Task statement: Please carry on the Mets news report about Ruben Tejada and Matt Harvey past its final sentence.

Passage shown:
::::
ATLANTA -- For most of the second half of this season, Mets officials have been coy when asked why shortstop Ruben Tejada has not returned to the big league team.
General manager Sandy Alderson offered a window into the organization's thinking Tuesday, saying on WFAN that asking Tejada to do extra work is "like pulling teeth."
"We need to see a commitment to improvement," Alderson said of Tejada, who is batting .288 with a .337 on-base percentage over 60 games at Triple-A Las Vegas.
It was not the first time a Mets official has publicly disparaged Tejada, who entered this season as the team's undisputed starting shortstop, before a quad injury landed him on the disabled list and, ultimately, in Triple-A. Two years ago, manager Terry Collins condemned Tejada for not reporting early to Spring Training, though Tejada was not technically late.
Collins opted not to expand upon Alderson's comments Tuesday, saying only that he believes it unnecessary for Tejada to be with the Mets before Las Vegas' playoff run ends.
"I've evaluated Ruben Tejada plenty," Collins said. "I've seen him plenty of times. I've seen him 500 at-bats. I don't need to see him three more weeks to evaluate him. It's not about whether or not he can play here. He can play here. He's got to do some other things that need to get done first."
Mets will target starting pitching if Harvey misses '14
ATLANTA -- Matt Harvey's elbow injury will play a significant role in how the Mets allocate their resources this winter, general manager Sandy Alderson said Tuesday.
Speaking on WFAN radio, Alderson indicated that the Mets will more aggressively pursue starting pitching this offseason, now that Harvey is likely to miss all of 2014 while recovering from Tommy John surgery.
"We've got some money to spend," Alderson told WFAN. "I wasn't planning on spending it on starting pitching because of the depth that we have, but given the fact that we may have lost our No. 1 guy means we're going to have to look for an additional veteran presence in the rotation. We have to accept it, absorb it and try to move on to be better."
::::
Extracted data:
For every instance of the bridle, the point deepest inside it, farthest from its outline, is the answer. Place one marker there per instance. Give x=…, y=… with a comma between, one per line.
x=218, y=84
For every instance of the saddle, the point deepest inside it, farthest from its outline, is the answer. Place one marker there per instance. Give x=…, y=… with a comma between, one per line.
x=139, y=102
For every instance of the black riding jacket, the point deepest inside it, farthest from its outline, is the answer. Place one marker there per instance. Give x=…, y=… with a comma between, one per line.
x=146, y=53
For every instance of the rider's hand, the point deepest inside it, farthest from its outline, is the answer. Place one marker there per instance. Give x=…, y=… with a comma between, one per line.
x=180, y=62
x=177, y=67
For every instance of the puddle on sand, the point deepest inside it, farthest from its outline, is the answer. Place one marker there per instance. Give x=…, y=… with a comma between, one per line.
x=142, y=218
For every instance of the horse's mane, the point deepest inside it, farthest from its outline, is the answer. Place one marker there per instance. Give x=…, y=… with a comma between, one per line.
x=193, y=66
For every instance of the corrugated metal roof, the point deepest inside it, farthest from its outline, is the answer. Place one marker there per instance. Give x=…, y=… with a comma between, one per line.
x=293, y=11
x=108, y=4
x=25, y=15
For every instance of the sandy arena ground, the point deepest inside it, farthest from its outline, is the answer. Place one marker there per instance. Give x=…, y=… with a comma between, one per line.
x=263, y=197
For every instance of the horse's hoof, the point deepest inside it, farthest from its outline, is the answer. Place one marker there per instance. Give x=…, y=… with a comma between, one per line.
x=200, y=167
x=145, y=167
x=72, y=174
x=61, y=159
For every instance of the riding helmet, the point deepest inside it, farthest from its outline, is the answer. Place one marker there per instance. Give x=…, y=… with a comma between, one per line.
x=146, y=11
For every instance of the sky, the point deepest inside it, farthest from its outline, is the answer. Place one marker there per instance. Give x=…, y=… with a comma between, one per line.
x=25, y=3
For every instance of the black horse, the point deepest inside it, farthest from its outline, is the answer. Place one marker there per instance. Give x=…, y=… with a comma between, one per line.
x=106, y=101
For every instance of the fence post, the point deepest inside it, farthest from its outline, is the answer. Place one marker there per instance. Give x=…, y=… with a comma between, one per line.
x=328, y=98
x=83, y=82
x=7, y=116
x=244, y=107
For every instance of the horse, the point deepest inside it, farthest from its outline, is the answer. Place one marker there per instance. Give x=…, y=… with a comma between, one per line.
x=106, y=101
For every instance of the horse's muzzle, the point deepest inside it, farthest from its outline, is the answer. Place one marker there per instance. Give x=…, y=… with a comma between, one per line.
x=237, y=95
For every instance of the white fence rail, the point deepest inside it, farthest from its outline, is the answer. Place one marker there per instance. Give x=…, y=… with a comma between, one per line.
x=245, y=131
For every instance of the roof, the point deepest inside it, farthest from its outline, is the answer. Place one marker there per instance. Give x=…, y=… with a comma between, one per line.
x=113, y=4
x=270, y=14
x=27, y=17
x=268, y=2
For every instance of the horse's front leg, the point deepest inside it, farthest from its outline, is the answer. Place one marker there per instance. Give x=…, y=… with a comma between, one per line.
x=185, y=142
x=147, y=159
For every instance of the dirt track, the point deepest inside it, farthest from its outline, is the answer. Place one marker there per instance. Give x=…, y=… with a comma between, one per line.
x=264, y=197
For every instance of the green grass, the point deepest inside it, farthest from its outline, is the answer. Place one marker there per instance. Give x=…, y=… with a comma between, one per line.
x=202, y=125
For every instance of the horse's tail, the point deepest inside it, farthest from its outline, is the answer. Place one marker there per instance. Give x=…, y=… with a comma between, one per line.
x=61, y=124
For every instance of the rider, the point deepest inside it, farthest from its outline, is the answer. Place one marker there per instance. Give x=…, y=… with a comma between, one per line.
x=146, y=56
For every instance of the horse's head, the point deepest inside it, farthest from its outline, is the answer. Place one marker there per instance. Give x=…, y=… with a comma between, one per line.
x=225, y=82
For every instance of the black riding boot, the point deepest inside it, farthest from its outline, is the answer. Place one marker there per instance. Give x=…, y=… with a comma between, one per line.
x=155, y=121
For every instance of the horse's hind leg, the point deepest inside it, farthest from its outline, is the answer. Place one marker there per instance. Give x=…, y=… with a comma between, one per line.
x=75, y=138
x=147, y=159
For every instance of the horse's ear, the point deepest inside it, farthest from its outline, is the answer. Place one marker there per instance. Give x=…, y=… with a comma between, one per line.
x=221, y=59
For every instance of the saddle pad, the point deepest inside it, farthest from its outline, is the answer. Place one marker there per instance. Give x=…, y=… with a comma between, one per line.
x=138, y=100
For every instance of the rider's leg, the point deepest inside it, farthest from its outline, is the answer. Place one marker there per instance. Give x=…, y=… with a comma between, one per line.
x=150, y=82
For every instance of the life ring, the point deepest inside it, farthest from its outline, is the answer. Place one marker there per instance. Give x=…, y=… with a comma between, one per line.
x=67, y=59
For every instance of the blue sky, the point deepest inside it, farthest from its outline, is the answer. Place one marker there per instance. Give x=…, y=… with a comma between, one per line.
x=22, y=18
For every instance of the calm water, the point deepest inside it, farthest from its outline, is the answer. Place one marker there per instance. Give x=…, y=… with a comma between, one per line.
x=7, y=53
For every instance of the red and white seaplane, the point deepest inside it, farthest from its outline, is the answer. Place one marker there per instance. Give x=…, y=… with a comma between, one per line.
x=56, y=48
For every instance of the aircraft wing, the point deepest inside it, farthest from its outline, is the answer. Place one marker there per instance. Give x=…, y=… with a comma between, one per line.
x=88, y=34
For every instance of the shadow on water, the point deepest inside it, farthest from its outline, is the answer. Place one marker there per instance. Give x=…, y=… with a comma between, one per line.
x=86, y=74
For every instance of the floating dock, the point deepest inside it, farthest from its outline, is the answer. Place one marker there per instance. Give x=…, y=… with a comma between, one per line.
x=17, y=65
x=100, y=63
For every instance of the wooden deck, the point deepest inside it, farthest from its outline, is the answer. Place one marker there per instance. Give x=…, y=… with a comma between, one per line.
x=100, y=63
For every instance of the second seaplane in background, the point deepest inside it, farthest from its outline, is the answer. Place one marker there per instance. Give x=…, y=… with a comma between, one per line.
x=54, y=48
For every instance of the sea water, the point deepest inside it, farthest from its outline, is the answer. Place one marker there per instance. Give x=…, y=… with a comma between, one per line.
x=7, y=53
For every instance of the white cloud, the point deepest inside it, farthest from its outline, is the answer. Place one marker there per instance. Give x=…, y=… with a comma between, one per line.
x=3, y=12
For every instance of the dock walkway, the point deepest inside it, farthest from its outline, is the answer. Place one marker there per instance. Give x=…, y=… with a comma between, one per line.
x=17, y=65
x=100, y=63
::::
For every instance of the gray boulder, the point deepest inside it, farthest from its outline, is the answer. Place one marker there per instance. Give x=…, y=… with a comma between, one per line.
::::
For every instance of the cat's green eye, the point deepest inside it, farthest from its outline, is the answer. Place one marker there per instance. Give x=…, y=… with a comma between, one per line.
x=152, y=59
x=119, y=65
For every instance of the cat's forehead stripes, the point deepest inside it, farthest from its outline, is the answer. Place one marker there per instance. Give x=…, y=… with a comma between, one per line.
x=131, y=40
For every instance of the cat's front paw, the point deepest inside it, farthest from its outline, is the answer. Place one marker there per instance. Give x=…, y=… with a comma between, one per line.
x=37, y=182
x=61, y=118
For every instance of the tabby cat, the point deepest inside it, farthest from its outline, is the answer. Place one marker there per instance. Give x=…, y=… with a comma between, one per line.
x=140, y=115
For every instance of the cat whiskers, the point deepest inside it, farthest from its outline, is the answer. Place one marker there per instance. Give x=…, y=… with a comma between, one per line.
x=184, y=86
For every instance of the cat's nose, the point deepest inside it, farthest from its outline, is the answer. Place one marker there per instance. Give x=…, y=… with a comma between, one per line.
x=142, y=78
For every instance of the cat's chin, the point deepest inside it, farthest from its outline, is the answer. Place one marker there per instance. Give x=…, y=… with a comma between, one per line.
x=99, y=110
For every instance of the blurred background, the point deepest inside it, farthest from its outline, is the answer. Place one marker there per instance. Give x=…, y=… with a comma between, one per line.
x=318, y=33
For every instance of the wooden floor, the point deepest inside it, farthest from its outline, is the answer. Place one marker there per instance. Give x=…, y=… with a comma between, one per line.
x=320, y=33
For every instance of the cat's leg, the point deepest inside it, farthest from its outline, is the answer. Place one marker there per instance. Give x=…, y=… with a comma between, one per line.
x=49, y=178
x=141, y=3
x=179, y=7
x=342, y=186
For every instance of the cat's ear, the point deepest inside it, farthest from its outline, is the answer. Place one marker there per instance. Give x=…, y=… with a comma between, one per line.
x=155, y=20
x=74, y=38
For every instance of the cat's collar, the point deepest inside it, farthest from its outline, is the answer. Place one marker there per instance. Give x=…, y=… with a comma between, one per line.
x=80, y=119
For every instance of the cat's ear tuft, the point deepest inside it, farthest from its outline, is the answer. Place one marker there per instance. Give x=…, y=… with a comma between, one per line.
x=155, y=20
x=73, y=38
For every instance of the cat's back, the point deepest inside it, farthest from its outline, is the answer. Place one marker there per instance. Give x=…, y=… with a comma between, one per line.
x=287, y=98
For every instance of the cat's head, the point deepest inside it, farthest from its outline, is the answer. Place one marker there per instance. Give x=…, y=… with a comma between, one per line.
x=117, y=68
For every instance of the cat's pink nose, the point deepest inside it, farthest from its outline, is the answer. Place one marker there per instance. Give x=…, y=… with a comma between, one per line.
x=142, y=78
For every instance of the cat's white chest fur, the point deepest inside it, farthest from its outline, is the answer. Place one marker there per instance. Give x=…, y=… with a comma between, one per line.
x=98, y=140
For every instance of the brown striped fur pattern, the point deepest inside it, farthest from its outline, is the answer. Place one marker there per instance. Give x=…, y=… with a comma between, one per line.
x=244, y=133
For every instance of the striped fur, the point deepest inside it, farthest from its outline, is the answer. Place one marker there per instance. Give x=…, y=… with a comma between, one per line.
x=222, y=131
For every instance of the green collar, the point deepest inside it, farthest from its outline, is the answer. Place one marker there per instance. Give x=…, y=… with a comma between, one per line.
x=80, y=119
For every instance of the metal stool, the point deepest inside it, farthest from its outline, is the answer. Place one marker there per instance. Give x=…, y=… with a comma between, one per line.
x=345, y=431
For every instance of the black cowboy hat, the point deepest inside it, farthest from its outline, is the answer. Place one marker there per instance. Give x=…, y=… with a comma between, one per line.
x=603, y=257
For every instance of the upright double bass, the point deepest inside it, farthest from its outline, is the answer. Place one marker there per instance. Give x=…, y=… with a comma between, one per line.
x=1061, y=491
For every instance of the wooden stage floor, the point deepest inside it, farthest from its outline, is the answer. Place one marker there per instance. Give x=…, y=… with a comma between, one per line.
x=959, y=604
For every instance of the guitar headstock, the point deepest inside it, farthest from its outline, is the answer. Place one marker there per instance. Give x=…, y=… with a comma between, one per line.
::::
Expected answer:
Among those headlining a relatively deep pool of free-agent starters are Matt Garza, A.J. Burnett, Bronson Arroyo, Phil Hughes and Tim Lincecum. Though all of them may command the type of multiyear contracts Alderson has been loath to offer over his first three winters as GM, the Mets figure to have more money budgeted for free agents than they have in years.
With Johan Santana, Jason Bay and Frank Francisco officially coming off the books, the Mets will enter the offseason with significant commitments to only two players: David Wright ($20 million) and Jon Niese ($5 million). That should free up plenty of money to sign a starting pitcher, even while Alderson pursues lineup help.
As things currently stand, the Mets are set to enter next season with a rotation of Niese, Zack Wheeler, Dillon Gee and two question marks. Jenrry Mejia will likely compete for a role in Spring Training, while Mets Top 20 Prospects Rafael Montero and Jacob deGrom could also force their way into that conversation.
That all assumes, of course, that Harvey undergoes Tommy John surgery in the coming weeks; he has not yet committed to that course of action, and the Mets have not revealed when the follow-up examination on his elbow will occur. But if Harvey does have the operation, he will need the entire 2014 season to recover.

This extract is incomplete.